>> START PROVIDED DATA

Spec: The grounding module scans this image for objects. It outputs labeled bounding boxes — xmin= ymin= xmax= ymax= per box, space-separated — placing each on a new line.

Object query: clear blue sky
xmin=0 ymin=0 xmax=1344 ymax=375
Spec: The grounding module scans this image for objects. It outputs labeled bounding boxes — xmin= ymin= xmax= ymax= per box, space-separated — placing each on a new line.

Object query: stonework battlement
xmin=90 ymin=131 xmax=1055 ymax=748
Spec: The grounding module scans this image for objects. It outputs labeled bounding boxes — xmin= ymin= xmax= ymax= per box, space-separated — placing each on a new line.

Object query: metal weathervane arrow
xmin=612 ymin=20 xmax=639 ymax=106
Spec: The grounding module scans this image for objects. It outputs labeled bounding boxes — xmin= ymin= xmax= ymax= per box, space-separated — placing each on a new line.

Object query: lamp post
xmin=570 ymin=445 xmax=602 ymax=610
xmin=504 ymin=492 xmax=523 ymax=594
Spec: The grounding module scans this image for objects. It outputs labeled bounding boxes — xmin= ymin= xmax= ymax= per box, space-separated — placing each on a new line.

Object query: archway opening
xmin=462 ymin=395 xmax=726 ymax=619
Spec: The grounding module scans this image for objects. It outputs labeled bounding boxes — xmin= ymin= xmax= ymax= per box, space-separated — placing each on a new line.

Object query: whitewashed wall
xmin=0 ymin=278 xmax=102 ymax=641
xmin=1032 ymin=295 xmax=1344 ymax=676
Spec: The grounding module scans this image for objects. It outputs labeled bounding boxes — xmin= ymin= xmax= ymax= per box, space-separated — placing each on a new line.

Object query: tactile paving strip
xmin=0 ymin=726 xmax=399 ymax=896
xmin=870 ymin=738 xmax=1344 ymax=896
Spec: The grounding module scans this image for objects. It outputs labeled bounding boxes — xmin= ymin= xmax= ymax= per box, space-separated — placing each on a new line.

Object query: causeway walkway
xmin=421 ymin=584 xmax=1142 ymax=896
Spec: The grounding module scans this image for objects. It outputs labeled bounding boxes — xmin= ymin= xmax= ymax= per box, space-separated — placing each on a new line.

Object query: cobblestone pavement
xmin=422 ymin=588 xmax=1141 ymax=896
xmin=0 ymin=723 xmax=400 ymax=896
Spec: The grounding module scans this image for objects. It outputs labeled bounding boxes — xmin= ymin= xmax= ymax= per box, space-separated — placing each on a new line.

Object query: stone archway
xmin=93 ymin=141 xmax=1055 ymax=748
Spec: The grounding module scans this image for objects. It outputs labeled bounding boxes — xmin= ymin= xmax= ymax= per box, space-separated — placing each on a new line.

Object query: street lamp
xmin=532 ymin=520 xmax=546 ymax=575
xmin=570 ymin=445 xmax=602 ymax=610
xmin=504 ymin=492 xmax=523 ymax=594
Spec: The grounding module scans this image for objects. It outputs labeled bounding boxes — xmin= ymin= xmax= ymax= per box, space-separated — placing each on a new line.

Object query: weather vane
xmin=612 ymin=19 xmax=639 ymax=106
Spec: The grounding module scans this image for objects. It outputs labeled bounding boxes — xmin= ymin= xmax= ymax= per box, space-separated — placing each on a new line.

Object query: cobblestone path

>> END PROVIDED DATA

SHORT PROBLEM:
Copy every entry above word for word, keeping each line and the line breaks unchanged.

CORRECT RESPONSE:
Spec: The grounding module scans this image for objects. It outputs labeled bounding boxes — xmin= ymin= xmax= ymax= per box, space-separated — placing each on a new line.

Object query: clear blue sky
xmin=0 ymin=0 xmax=1344 ymax=375
Spec: The grounding module scans this image for objects. It outputs labeled bounding boxes — xmin= ymin= xmax= ymax= per box, space-separated — placing each on a new line.

Object query: stonework battlement
xmin=90 ymin=131 xmax=1055 ymax=748
Spec: The grounding module scans this image for objects. It outputs labeled bounding boxes — xmin= ymin= xmax= ymax= per box, space-separated — placing each on a new line.

Object query: metal weathervane arrow
xmin=612 ymin=20 xmax=639 ymax=106
Spec: The grounding module scans this image for objects. It outputs labeled bounding boxes — xmin= ymin= xmax= ymax= per box, space-separated — placing each on a new line.

Object query: lamp post
xmin=570 ymin=445 xmax=602 ymax=610
xmin=504 ymin=492 xmax=523 ymax=594
Spec: The grounding module scans this image for objects. It outputs labeled bounding boxes — xmin= ymin= xmax= ymax= per box, space-separated — placing each on a new line.

Object query: archway opening
xmin=462 ymin=395 xmax=726 ymax=619
Spec: The grounding module scans this image for objects. It outputs labeled bounding boxes — xmin= ymin= xmax= ymax= per box, space-separated — placing each on a new line.

Object query: whitewashed wall
xmin=0 ymin=278 xmax=102 ymax=641
xmin=1032 ymin=295 xmax=1344 ymax=676
Spec: The grounding module scans this image for objects. It outputs labeled bounding boxes — xmin= ymin= xmax= ymax= per box, space-separated — placing each on a new line.

Object query: tactile paving strip
xmin=0 ymin=726 xmax=399 ymax=896
xmin=870 ymin=738 xmax=1344 ymax=896
Spec: The grounding module scans this image for objects. It outputs labeled bounding boxes — xmin= ymin= xmax= ymax= per box, space-separated — placing each on a new line.

Object query: causeway walkway
xmin=421 ymin=584 xmax=1142 ymax=896
Spec: The grounding module scans this image for objects. It outputs labeled bounding boxes — xmin= ymin= xmax= ymax= per box, space-separated — placing each on a new line.

Object query: cobblestone pavement
xmin=422 ymin=588 xmax=1141 ymax=896
xmin=0 ymin=723 xmax=400 ymax=896
Spec: The grounding module scans this image for objects. It outputs labeled bounding boxes — xmin= ymin= xmax= ymax= per box, space-separated — placing each on a new line.

Object query: stone archway
xmin=93 ymin=141 xmax=1055 ymax=748
Spec: The grounding module scans this image for objects. It outputs labeled bounding boxes — xmin= ymin= xmax= ymax= per box, space-separated — placing each on a new line.

Object query: street lamp
xmin=532 ymin=520 xmax=546 ymax=575
xmin=570 ymin=445 xmax=602 ymax=610
xmin=504 ymin=492 xmax=523 ymax=594
Spec: The grounding module scans this image for objects. It outputs labeled bounding boxes — xmin= ymin= xmax= ymax= per box, space-separated — placing each on a new line.

Object query: weather vane
xmin=612 ymin=19 xmax=639 ymax=106
Spec: The grounding module scans this image for objects. It outputs labeled bounding boxes — xmin= ymin= xmax= ymax= per box, space-separated — placing each on a new line.

Object query: cobblestone path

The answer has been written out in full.